Stored items from a collection
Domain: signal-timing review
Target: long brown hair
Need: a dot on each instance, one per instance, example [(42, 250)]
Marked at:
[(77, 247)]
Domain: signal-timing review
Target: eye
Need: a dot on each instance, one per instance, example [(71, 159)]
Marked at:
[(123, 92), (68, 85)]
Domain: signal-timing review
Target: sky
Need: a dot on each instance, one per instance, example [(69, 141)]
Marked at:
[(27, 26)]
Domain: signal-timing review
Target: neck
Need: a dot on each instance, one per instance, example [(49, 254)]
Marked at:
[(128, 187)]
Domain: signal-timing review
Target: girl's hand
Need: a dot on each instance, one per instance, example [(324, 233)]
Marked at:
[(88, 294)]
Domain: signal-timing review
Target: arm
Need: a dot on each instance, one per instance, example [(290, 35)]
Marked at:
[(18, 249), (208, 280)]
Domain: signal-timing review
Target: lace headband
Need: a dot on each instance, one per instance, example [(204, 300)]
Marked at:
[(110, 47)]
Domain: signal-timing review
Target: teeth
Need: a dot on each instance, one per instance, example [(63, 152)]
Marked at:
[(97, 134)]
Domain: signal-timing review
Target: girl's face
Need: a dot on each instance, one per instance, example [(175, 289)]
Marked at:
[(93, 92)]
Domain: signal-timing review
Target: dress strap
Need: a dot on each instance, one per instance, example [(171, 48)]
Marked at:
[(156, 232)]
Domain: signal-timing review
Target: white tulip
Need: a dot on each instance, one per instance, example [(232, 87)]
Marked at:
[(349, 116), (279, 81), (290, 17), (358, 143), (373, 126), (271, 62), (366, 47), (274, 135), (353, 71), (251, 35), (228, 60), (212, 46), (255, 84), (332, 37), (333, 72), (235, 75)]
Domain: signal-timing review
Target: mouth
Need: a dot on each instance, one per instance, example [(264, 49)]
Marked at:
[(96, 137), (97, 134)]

* Activity
In the data above, retype exactly and only the lines between the one holding "Target: girl's face" and the one holding "Target: white tulip", inclusive.

* Output below
Target: girl's face
Need: a dot on each instance, one per instance, example [(175, 289)]
Marked at:
[(93, 92)]
Domain: signal-timing review
Target: dress strap
Need: a dot on each instance, one per instance, example [(171, 48)]
Marked at:
[(156, 232)]
Domain: signal-timing review
Target: white tulip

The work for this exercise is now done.